### Extract:
---

Adam Lent's rallying cry for creativity met with strong tacit approval from the echo-chamber, and rightly so. What's not to like? Creativity is a feel-good concept, tapping into to the value of human freedom, with pleasant undertones of productivity, individuality, and style.

No sane person would therefore come out against creativity consciously and explicitly, which is why Adam suggests many vested interests in big business and government are clearly anti-creative in practice, but won't admit to it in those terms. But what if the fact that creativity is inherently unobjectionable poses a deeper problem for the RSA's emerging world view?

Creativity is hollow and needs filling out:

I am reminded of Voltaire's famous reply to the complaint that "Life is hard” -  “Compared to what?”. Creativity doesn't really make sense as a stand alone concept, and Voltaire's response would be almost as stinging as a response to "Creativity is good". Compared to being uncreative might is the obvious answer, but that just kicks the can further down the road.

Sooner or later you have to hook up a particular idea of creativity to some broader patterns of values, ideology and human nature which are much more open to dispute, and any inspiring organisational strategy will be explicit about those links.

---

### Recorded data:
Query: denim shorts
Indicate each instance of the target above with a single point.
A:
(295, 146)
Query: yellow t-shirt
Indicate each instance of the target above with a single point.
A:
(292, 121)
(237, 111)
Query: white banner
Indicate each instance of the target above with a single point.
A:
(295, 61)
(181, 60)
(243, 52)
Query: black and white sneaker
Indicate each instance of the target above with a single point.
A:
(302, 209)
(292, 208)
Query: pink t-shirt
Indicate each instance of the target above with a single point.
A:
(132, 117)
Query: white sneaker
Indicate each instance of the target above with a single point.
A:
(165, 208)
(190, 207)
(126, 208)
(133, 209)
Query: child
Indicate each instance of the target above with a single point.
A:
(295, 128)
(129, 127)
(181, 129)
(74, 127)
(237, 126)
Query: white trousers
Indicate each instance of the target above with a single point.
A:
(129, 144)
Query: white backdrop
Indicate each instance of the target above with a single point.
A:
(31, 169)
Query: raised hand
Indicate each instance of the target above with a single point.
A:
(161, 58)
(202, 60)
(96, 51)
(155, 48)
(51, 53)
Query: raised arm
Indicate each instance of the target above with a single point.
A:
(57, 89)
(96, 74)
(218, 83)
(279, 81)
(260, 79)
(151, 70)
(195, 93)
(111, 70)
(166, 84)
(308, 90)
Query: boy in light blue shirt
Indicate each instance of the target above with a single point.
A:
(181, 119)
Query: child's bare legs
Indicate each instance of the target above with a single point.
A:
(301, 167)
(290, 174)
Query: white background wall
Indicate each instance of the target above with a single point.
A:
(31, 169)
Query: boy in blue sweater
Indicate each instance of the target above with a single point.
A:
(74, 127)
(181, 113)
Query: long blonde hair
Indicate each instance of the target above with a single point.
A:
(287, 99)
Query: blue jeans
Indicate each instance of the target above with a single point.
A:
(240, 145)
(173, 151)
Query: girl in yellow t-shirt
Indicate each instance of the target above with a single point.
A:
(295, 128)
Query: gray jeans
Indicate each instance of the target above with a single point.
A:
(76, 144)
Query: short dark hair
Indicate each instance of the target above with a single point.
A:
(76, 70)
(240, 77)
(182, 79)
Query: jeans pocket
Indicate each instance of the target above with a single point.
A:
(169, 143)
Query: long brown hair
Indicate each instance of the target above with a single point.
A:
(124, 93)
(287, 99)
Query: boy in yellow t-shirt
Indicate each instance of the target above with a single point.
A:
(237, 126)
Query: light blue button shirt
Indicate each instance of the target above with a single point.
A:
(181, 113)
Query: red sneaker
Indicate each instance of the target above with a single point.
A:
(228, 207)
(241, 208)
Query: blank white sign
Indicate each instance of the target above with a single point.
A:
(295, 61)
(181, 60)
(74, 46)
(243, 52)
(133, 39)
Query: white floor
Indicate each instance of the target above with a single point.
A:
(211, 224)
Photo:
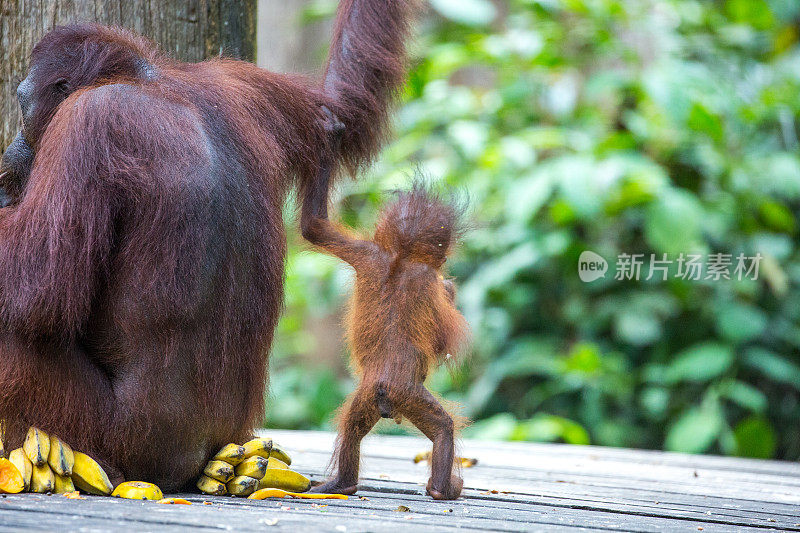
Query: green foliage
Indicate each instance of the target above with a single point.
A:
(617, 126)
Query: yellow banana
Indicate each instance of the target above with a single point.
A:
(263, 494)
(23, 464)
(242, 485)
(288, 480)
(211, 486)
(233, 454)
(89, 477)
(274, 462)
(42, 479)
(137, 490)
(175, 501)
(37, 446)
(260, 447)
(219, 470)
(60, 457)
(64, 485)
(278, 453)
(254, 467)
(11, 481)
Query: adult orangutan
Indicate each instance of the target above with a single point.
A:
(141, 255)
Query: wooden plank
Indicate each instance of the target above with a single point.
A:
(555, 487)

---

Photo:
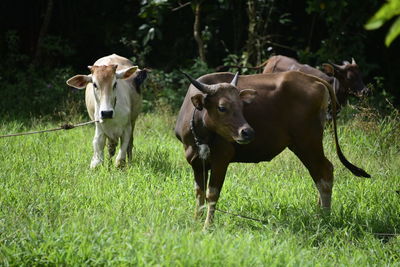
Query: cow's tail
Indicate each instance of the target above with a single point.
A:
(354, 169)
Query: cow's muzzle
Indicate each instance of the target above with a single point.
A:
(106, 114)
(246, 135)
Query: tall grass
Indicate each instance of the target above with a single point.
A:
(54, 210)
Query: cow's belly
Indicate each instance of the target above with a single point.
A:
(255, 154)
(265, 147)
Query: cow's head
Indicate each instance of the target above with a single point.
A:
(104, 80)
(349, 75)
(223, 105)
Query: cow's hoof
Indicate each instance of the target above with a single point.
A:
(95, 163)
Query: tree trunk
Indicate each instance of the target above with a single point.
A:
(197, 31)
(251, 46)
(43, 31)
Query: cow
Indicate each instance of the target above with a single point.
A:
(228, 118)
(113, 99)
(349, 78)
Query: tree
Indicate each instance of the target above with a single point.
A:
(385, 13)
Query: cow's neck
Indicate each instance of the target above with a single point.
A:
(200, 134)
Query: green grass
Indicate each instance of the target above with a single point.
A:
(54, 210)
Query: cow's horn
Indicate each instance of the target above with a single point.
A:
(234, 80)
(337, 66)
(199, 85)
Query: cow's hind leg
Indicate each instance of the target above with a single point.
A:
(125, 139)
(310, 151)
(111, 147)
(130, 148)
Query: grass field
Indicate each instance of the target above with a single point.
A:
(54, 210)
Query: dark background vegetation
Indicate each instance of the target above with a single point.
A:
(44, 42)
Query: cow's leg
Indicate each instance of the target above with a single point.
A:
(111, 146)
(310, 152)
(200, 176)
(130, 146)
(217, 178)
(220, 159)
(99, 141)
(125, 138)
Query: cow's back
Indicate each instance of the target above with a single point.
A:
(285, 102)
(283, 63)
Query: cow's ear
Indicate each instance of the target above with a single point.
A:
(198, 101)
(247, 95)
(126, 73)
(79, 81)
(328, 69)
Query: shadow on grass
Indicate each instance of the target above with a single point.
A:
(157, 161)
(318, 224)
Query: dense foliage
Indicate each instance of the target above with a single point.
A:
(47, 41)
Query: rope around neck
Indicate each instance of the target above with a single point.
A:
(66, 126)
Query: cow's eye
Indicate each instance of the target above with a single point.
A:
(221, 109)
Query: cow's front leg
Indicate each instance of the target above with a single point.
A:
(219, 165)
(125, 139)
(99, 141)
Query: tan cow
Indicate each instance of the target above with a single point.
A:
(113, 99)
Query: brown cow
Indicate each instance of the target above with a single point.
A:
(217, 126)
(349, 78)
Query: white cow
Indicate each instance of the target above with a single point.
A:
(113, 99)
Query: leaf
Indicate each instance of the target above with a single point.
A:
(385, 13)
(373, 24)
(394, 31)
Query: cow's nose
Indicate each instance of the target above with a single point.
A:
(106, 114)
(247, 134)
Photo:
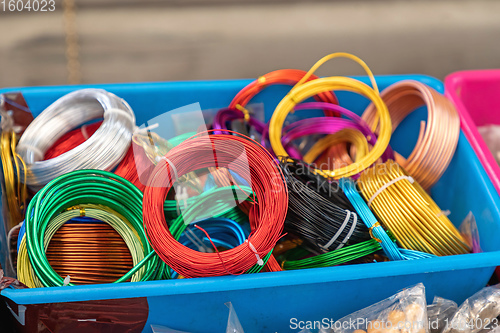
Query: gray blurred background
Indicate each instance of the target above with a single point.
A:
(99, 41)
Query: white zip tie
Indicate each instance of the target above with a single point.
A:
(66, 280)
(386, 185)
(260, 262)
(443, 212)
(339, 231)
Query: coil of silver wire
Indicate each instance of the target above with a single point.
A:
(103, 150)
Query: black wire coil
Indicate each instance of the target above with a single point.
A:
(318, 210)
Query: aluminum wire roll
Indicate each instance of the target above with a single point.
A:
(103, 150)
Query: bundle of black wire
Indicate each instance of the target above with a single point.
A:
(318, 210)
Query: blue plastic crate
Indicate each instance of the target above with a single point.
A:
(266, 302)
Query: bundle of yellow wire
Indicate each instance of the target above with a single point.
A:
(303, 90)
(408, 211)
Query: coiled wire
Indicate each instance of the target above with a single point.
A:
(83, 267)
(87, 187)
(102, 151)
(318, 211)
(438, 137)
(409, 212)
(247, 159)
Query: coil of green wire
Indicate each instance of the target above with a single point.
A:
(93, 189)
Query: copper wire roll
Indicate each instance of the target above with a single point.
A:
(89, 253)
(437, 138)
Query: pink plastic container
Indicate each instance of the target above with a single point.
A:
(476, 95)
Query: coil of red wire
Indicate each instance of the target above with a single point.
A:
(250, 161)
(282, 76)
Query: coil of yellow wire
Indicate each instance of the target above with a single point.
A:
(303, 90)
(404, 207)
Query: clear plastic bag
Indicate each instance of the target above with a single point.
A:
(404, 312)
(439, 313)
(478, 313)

---

### Parts of the exercise:
1 > In the creativity excerpt, condense the paragraph beginning "No sane person would therefore" into two shorter sentences that keep its main points.
2 > According to the creativity excerpt, what was Voltaire's reply to the complaint that "Life is hard"?
3 > Continue the creativity excerpt from its last sentence.
The entries come from a separate source and are unrelated to the creativity excerpt.

### Solved problems:
1 > Nobody openly opposes creativity, so Adam suggests that many vested interests in big business and government oppose it in practice without saying so. Yet creativity's being inherently unobjectionable may pose a deeper problem for the RSA's emerging world view.

2 > "Compared to what?"

3 >
Adam has begun to do that in terms of the concentrations of power and vested interests that we believe need to be challenged, but I think it's important to keep in mind from the outset that we need to do more of that because 'creativity', as such, is hollow.

To make sense of this claim, consider the related point that sometimes you can have too much of a good thing(chocolate, wine, holidays...). You can sense the hollow nature of creativity when you ask whether there are optimal levels of creativity, and what the personal and social maturation of creativity would look like.

Adam is right that a lack of creativity can be stifling, but it is no less true that too much creativity could be chaotic, manic, even mad. The point is that the question about where you draw that line does not lend itself to a creative answer, but to an inherently political one, which is why we need to be clearer and more open about what promoting 'the power to create' entails.

Before we promote the growth of creativity let's reflect on the fact that most forms of growth have natural limits.

Most forms of growth have natural limits. To give a related example, the most impressive critique of indefinite economic growth for its own sake is not that it is ecologically hazardous to a self-defeating extent(which it is) nor that it brings sharply diminishing if not vanishing or negative returns to wellbeing (the jury is out on which of those is closest to the truth) but that it's simply absurd - measuring societal progress through indefinite economic growth makes no sense and has no meaning at a human scale, as the Skidelskies argue in their wonderful book: "How Much is Enough?".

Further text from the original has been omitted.